■ **Record extracts**:
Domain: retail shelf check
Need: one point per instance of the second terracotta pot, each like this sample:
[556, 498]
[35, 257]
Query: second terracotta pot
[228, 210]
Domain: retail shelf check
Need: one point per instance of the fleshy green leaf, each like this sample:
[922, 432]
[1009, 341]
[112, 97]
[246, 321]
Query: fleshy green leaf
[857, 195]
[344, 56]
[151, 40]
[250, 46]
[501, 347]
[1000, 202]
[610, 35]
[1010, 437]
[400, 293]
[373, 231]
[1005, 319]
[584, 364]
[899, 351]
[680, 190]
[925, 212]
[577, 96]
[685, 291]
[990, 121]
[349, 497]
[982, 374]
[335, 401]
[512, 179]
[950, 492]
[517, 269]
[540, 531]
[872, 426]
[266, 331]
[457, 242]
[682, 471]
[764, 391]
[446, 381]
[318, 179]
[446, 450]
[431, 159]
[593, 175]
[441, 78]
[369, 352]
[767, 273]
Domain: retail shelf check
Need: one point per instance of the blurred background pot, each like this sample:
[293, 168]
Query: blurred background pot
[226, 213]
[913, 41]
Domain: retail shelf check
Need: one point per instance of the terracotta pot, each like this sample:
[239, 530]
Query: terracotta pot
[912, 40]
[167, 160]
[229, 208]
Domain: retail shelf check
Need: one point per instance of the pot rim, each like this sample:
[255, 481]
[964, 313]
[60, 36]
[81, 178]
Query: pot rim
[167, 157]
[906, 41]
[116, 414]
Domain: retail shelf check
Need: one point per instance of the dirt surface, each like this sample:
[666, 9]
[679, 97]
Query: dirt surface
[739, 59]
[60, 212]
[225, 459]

■ **Exercise requirements**:
Copy out the whole listing exactly.

■ **Task answer**:
Domain: retail shelf check
Need: one point per instance of the second terracotta pot, each like this sample:
[556, 498]
[35, 257]
Query: second terracotta pot
[228, 210]
Domain: retail shelf check
Need: one point per instance of the fleshy green leaf, each like this sample:
[922, 432]
[1009, 341]
[112, 97]
[246, 321]
Query: fleshy green leaf
[857, 195]
[344, 56]
[151, 40]
[250, 46]
[501, 347]
[1000, 202]
[610, 35]
[1010, 437]
[400, 293]
[373, 231]
[1005, 319]
[584, 364]
[899, 351]
[680, 190]
[925, 212]
[577, 96]
[685, 291]
[990, 121]
[349, 497]
[982, 374]
[335, 401]
[512, 179]
[950, 492]
[517, 269]
[540, 531]
[872, 426]
[266, 331]
[457, 242]
[682, 471]
[764, 391]
[446, 381]
[318, 179]
[446, 450]
[431, 159]
[593, 175]
[441, 78]
[369, 352]
[767, 273]
Domain: retail shelf check
Need: one point per instance of the blurred background pot, each like this sample:
[293, 168]
Query: blurred background pot
[226, 213]
[913, 41]
Domain: retail shelf check
Need: one point per instance of the terracotta pot, each like this sample:
[239, 530]
Query: terracotta pot
[912, 40]
[167, 160]
[229, 208]
Domain: retail shelf check
Need: one point per instance of the pot rim, each like this sample:
[255, 481]
[964, 313]
[60, 36]
[81, 178]
Query: pot rim
[167, 157]
[906, 41]
[116, 414]
Domain: retail shelf check
Need: one point per instance of the dirt surface, each like this sample:
[666, 9]
[679, 97]
Query: dirt surface
[739, 59]
[60, 212]
[225, 459]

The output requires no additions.